[START OF Dataset rows]
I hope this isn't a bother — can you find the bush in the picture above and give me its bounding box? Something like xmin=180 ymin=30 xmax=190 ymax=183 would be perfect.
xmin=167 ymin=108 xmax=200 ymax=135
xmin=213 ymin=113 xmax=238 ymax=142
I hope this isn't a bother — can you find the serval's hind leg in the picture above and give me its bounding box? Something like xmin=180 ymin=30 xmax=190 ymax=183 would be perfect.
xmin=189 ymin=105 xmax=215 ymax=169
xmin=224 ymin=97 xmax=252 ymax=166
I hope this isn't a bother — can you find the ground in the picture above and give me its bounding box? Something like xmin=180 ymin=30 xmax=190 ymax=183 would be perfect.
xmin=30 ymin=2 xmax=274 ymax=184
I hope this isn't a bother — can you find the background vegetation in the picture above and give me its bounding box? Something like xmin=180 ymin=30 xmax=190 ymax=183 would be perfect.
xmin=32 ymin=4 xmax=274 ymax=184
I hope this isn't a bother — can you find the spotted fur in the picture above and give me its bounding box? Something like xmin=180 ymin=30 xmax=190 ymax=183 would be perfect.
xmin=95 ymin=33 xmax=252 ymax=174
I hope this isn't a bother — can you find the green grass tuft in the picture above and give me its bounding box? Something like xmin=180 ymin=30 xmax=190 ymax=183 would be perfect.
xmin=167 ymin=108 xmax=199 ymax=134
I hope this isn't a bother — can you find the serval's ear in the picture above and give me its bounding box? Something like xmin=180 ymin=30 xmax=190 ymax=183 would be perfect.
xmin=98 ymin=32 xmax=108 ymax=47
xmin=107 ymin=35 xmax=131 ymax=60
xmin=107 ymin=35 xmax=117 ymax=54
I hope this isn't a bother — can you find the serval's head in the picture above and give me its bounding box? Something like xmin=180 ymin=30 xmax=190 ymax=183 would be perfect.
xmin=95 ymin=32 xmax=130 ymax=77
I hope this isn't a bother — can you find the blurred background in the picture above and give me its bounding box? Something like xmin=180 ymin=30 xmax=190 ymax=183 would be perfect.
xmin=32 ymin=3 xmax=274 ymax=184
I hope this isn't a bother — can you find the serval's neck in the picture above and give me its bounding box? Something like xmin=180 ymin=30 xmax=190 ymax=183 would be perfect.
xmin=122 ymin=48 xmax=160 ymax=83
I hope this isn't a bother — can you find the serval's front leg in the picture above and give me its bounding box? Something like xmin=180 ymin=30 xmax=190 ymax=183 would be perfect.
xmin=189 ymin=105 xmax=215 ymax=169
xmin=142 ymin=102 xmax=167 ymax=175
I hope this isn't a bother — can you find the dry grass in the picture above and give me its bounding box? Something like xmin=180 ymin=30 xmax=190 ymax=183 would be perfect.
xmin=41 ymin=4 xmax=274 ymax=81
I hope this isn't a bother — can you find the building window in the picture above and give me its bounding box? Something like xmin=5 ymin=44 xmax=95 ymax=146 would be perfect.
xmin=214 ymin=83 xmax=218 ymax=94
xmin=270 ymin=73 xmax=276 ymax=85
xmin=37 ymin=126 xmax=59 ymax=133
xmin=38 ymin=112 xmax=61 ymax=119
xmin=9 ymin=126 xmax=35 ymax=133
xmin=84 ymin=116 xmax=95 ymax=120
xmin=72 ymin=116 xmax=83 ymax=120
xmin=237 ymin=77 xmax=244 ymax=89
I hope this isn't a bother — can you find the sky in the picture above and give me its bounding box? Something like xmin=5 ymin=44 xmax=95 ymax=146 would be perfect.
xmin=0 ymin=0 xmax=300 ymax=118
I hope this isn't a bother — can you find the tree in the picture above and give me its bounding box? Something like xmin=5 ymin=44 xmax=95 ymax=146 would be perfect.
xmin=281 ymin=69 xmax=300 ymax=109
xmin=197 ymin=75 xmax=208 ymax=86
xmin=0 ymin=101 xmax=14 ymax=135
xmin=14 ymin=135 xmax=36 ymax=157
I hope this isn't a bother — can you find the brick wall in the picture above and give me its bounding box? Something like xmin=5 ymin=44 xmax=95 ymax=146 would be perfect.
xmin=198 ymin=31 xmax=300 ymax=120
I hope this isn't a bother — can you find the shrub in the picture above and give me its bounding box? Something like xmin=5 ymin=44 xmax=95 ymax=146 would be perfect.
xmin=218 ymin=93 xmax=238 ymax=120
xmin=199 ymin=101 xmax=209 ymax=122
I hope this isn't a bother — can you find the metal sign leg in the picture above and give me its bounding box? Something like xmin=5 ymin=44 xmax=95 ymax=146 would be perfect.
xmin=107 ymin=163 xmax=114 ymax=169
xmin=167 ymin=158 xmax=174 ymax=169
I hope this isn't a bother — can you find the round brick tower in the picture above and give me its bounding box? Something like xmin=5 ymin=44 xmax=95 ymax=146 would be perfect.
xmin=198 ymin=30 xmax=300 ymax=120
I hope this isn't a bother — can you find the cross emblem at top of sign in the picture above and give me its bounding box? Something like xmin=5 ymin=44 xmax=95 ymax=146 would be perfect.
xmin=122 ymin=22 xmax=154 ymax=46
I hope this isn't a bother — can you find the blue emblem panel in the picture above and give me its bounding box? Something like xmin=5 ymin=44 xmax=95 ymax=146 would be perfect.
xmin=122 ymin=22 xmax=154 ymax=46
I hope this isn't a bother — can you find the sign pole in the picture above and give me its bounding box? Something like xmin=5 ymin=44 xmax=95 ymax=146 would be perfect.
[END OF Dataset rows]
Pull out every line of the rows above that contains the word "brick".

## Right answer
I hope this isn't a bother — can you find the brick wall in the picture above and give me its bounding box? Something like xmin=5 ymin=44 xmax=95 ymax=146 would be perfect.
I hope this isn't a bother — can you find the round brick tower in the picture above and give me its bounding box? Something like xmin=5 ymin=44 xmax=95 ymax=146 would be perfect.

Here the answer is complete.